Instruction: Extract all data as written.

Material provided:
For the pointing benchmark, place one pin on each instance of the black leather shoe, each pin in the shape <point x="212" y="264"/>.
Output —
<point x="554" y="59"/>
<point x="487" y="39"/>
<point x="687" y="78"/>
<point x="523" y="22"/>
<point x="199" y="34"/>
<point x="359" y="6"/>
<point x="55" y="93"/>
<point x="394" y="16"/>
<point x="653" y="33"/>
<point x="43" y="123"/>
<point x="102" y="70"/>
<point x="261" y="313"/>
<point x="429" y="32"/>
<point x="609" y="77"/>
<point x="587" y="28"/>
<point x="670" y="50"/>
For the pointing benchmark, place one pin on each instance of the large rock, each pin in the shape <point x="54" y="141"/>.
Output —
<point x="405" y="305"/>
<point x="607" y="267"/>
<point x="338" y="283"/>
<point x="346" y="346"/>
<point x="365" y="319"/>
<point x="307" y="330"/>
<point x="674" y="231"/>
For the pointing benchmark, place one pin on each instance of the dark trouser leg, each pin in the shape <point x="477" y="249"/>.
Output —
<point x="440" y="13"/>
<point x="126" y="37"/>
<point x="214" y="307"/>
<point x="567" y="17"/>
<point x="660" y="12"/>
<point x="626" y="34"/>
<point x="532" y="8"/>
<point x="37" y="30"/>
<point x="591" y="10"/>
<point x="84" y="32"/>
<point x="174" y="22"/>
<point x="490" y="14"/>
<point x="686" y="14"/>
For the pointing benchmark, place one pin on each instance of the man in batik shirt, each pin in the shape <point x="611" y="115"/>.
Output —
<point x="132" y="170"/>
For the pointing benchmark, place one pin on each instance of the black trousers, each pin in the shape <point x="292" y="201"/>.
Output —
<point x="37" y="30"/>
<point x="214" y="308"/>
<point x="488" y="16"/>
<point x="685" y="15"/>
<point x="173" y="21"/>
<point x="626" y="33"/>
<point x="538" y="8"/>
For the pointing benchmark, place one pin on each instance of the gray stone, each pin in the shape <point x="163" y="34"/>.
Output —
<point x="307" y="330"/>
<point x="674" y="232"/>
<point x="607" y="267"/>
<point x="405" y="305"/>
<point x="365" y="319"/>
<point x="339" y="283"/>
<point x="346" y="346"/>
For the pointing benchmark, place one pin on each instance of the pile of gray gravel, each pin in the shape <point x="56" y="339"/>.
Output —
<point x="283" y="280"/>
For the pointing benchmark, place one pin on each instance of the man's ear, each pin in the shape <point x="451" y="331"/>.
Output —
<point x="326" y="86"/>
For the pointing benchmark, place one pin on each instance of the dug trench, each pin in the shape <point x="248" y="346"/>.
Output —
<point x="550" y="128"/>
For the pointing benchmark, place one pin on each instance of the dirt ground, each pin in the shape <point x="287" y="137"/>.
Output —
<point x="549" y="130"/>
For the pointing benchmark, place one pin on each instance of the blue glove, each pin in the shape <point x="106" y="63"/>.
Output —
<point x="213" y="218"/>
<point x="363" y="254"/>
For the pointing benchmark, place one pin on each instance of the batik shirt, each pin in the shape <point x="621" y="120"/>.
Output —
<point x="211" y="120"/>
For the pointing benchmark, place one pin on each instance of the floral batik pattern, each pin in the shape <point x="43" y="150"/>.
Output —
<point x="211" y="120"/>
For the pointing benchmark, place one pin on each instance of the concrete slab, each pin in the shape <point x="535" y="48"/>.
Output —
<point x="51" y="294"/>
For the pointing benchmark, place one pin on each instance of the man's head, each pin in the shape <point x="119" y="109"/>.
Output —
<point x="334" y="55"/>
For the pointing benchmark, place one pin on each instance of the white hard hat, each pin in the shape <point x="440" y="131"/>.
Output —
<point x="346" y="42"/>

Response:
For the pointing benchmark, place one pin on each instance of the black leather shoe, each pin in the shape <point x="212" y="264"/>.
Output —
<point x="554" y="59"/>
<point x="487" y="39"/>
<point x="687" y="78"/>
<point x="523" y="22"/>
<point x="199" y="34"/>
<point x="359" y="6"/>
<point x="55" y="93"/>
<point x="394" y="16"/>
<point x="653" y="33"/>
<point x="43" y="123"/>
<point x="102" y="70"/>
<point x="261" y="313"/>
<point x="429" y="32"/>
<point x="609" y="77"/>
<point x="587" y="28"/>
<point x="670" y="50"/>
For the pointing benchmark, place one pin on each instance of the large rock, each pin in the shape <point x="54" y="141"/>.
Output —
<point x="405" y="305"/>
<point x="607" y="267"/>
<point x="338" y="283"/>
<point x="346" y="346"/>
<point x="365" y="319"/>
<point x="307" y="330"/>
<point x="674" y="231"/>
For the pointing benchmark, place one pin on each instance of the dark trouser leg, each pin in the shape <point x="477" y="249"/>.
Output —
<point x="440" y="13"/>
<point x="126" y="37"/>
<point x="214" y="307"/>
<point x="567" y="17"/>
<point x="660" y="12"/>
<point x="626" y="34"/>
<point x="532" y="8"/>
<point x="37" y="30"/>
<point x="591" y="10"/>
<point x="84" y="32"/>
<point x="174" y="22"/>
<point x="490" y="14"/>
<point x="686" y="14"/>
For the pointing benchmark, place one pin on each instance of the man in batik shirt, each pin in the shape <point x="611" y="115"/>.
Output —
<point x="132" y="170"/>
For the pointing benchmark, place one pin on each instance of the black trousers, each pin in the shape <point x="292" y="201"/>.
Output —
<point x="37" y="30"/>
<point x="214" y="308"/>
<point x="488" y="16"/>
<point x="685" y="15"/>
<point x="173" y="21"/>
<point x="626" y="33"/>
<point x="538" y="8"/>
For the pointing benchmark, place one pin on each instance of the gray stone, each pin in the shape <point x="163" y="34"/>.
Output —
<point x="307" y="330"/>
<point x="674" y="232"/>
<point x="607" y="267"/>
<point x="405" y="305"/>
<point x="365" y="319"/>
<point x="339" y="283"/>
<point x="346" y="346"/>
For the pointing benchmark, place one pin on each instance of the pile of gray gravel, each pin in the shape <point x="56" y="339"/>.
Output —
<point x="283" y="280"/>
For the pointing benchmark, place one pin on each instance of the man's ear, each pin in the shape <point x="451" y="331"/>.
Output —
<point x="326" y="86"/>
For the pointing benchmark, place one pin on each instance of the dug trench, each pin in the shape <point x="248" y="346"/>.
Output —
<point x="550" y="128"/>
For the pointing benchmark, place one pin on each instance of the dirt ground, each pin in the shape <point x="287" y="137"/>.
Output —
<point x="549" y="130"/>
For the pointing benchmark, place one pin on each instance of the blue glove, each pin in the shape <point x="106" y="63"/>.
Output —
<point x="213" y="218"/>
<point x="363" y="254"/>
For the pointing benchmark, place one pin on each instance of the batik shirt, each pin in the shape <point x="621" y="120"/>.
Output —
<point x="211" y="120"/>
For the pointing benchmark, place one pin on each instance of the floral batik pattern, each pin in the shape <point x="43" y="150"/>.
Output —
<point x="211" y="120"/>
For the pointing benchmark, place one pin on each instance of the concrete slab, each pin in the shape <point x="535" y="48"/>.
Output —
<point x="51" y="294"/>
For the pointing benchmark, place one pin on each instance of the man's head, each pin in the shape <point x="119" y="109"/>.
Output —
<point x="334" y="55"/>
For the pointing benchmark, place one pin on each instance of the white hard hat, each pin in the shape <point x="440" y="131"/>.
Output —
<point x="346" y="42"/>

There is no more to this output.